Goal :: Copy out the material below word for word, keeping every line as it stands.
[Start Dataset records]
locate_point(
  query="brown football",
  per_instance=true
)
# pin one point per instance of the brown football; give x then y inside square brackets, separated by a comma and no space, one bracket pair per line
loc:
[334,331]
[End Dataset records]
Finished task ::
locate_point(
  query="brown football",
  per_instance=true
)
# pin one point per instance of the brown football; give x then y inside square brackets, separated by a comma and no space, one bracket pair per line
loc:
[334,331]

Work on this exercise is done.